TASKS FOR THIS EXERCISE:
[a] List every remark in the blog post that appears inside parentheses.
[b] Print the part of the blog post that opens with the words containing "October was a" and closes with "to stress about.".

TEXT PROVIDED:
-=-=-=-=-

So, this is the first time I’ve blogged in about a month. Yesterday, I briefly stated that I had been pre-occupied with worth, which is half true. I kinda threw blogging to the side because I didn’t like it anymore. I started doing the most random things that weren’t me just for blog content. I had a nasty habit of just not blogging, then sit down on a weekend and knock out some random bits and back-scheduling them to make it look like I blog every day (cheating). I basically ended up with about two weeks that I needed to blog and became overwhelmed and just chilled for a little bit. No shame in that. I’m not sure what caused this sort of feeling, I just felt like I was being pulled in a billion directions but I didn’t have anything to offer in any of those directions. I realized I was trying to do too much, but with little resources, and zero chances of me actually enjoying what I was doing.
October was a big month for me, since it was American Pharmacist’s Month (had a lot of things to do at work) and Breast Cancer Awareness Month (things to do with the pharmacy fraternity I work for and a lot of walks, benefits, etc), some family things with my cousins and their fall-related entertainment. It was just a lot that I got wrapped up in and stressed out about that I definitely did not need to stress about.

-=-=-=-=-

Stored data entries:
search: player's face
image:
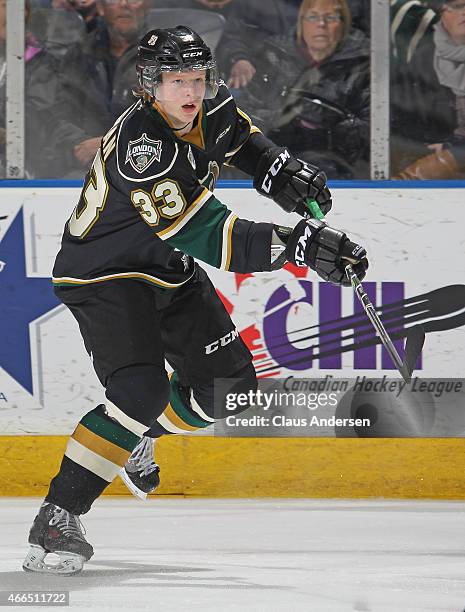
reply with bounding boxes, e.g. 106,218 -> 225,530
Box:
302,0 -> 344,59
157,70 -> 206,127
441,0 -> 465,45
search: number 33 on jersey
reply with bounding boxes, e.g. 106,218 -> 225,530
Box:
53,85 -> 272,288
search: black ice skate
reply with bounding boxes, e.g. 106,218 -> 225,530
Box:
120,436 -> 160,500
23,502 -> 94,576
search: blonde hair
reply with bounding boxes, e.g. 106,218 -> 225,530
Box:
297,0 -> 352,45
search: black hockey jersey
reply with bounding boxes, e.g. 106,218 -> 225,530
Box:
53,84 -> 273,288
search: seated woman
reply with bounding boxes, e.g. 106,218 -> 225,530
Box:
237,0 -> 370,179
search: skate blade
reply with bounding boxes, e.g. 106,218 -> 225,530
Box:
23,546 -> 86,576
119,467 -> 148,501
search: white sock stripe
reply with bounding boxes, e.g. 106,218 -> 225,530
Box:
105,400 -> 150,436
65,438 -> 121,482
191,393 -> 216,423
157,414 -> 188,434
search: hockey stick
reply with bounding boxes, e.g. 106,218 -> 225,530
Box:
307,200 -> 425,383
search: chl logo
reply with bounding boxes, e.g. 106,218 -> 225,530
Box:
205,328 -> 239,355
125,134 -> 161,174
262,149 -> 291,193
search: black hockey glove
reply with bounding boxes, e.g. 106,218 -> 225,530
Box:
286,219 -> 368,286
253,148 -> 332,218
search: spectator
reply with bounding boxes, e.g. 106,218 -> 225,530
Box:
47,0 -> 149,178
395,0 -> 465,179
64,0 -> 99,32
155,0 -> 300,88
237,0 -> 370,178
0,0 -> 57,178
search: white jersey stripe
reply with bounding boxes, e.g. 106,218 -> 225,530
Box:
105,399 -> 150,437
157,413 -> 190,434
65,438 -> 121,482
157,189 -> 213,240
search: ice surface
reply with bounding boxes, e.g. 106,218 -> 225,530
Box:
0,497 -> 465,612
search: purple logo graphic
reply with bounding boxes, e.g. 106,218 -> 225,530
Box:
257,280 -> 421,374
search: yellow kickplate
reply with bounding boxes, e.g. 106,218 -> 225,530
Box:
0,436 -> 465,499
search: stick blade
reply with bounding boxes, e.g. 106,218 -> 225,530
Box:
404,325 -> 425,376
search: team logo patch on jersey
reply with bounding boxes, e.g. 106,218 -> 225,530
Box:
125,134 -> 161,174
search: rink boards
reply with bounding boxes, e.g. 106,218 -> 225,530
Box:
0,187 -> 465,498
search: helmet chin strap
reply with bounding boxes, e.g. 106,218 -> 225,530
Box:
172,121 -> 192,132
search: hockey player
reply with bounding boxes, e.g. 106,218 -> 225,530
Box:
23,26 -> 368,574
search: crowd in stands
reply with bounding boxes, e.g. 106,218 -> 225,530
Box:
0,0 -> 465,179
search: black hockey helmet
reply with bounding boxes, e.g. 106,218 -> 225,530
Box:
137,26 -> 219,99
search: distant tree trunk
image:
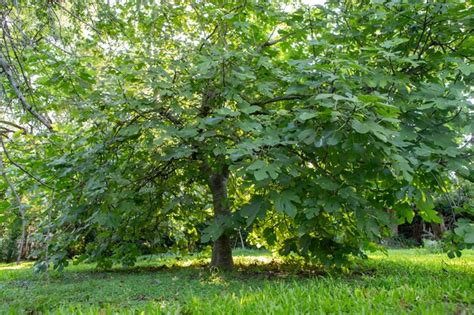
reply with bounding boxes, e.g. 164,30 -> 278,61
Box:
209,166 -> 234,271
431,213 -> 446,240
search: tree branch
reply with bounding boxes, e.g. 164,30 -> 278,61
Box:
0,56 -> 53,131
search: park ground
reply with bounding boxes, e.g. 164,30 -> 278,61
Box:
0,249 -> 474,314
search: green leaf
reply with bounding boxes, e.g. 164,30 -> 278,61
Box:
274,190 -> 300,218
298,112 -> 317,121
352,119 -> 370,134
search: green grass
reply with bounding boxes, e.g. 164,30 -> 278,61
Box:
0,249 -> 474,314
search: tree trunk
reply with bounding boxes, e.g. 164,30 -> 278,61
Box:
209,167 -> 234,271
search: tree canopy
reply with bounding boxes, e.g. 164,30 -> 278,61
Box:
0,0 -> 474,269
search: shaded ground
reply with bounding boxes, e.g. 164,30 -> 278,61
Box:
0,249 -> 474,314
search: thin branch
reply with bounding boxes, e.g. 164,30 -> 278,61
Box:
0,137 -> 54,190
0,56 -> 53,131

-=-=-=-=-

EXERCISE SOLUTIONS:
[a]
- (cheating)
- (had a lot of things to do at work)
- (things to do with the pharmacy fraternity I work for and a lot of walks, benefits, etc)

[b]
October was a big month for me, since it was American Pharmacist’s Month (had a lot of things to do at work) and Breast Cancer Awareness Month (things to do with the pharmacy fraternity I work for and a lot of walks, benefits, etc), some family things with my cousins and their fall-related entertainment. It was just a lot that I got wrapped up in and stressed out about that I definitely did not need to stress about.